Please answer from the article on Chernobyl and nuclear plants: what hypothesis did James Lovelock formulate twenty years before it was written?

QUOTED PASSAGE:
========
Mon, 29 Apr 1996

Chernobyl has made people hypersensitive to nuke plants

By Gwynne Dyer

"The danger is that what we are doing, especially if the Chinese burn all of their coal, is putting so much carbon dioxide in the atmosphere as to raise the possibility of a runaway warm- up to a new stable state. I don't mean it will kill everything off, but it will be a new stable state where global temperatures are more like an average of 25 Centigrade, which would make an awful lot of the planet desperately uncomfortable."

-- James Lovelock, August 1995

LONDON (JP): James Lovelock is probably the most important scientist of his generation. Twenty years ago he formulated the `Gaia' hypothesis: that Earth's life-friendly environment has been shaped, and is kept stable, by the living species that depend upon it. The concept was soon hijacked by the Greens and New Agers who use it as a mere metaphor for Mother Earth, but the theory itself is strictly scientific.

Arguing from purely Darwinian principles, Lovelock maintains that the Earth's plants, animals, and microscopic life have vital chemical functions, controlled mainly by feedback mechanisms, that keep key factors like the salinity of the oceans and the amount of CO2 in the atmosphere (crucial to global temperature control) within livable limits. So it's not surprising that he backs nuclear power, whose chemical by-products have a low environmental impact.
========
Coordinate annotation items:
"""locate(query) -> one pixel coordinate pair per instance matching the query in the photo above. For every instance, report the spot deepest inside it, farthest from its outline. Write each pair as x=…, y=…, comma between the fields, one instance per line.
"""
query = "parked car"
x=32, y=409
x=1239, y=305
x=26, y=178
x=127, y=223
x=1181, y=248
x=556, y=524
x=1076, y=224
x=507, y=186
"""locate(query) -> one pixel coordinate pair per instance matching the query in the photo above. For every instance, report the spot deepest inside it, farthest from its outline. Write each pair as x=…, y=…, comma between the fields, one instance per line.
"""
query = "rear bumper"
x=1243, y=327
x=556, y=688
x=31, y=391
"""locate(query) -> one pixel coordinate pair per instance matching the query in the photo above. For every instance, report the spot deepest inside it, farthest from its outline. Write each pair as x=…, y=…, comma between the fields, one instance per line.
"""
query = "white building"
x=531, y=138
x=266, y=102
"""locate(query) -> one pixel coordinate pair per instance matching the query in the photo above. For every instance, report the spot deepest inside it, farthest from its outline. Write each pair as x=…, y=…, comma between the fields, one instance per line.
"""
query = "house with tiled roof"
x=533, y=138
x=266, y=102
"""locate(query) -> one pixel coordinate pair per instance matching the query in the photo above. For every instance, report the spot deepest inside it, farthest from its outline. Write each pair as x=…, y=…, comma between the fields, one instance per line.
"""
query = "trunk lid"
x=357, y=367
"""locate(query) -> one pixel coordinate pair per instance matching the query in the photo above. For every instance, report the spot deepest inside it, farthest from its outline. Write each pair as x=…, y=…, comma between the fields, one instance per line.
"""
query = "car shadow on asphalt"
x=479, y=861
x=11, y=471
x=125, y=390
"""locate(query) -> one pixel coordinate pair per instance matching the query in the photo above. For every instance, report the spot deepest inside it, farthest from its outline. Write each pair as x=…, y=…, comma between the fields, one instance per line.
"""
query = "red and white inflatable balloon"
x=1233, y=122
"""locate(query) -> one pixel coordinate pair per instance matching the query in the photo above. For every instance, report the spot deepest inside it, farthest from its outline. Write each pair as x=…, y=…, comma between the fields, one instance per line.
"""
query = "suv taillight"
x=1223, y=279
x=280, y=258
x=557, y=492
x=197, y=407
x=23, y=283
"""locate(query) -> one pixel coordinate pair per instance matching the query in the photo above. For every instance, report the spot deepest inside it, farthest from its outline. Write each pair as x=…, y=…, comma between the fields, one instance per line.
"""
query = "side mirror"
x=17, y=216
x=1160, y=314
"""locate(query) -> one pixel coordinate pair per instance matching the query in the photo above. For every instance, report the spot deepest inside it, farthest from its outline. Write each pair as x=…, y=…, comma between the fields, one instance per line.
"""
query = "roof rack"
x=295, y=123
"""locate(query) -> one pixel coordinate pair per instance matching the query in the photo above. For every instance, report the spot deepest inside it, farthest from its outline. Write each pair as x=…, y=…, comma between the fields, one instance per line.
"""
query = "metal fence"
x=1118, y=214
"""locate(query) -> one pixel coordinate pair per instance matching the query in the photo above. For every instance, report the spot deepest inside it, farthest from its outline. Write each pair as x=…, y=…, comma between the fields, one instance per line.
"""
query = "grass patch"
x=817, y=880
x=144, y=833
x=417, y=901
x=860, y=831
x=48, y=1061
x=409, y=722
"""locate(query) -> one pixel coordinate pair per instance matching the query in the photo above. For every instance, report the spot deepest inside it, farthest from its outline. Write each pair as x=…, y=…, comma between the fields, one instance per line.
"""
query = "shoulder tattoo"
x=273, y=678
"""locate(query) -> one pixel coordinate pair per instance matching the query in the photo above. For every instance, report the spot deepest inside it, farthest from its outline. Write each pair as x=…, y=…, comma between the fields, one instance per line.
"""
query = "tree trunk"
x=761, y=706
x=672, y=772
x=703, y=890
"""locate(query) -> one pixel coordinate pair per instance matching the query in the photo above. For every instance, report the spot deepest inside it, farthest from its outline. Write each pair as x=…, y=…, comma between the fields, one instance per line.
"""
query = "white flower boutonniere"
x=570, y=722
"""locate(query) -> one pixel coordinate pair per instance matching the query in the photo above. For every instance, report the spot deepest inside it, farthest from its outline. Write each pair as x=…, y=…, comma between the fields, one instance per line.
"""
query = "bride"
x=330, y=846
========
RESPONSE TO THE TASK:
The Gaia hypothesis, that Earth's life-friendly environment has been shaped, and is kept stable, by the living species that depend upon it.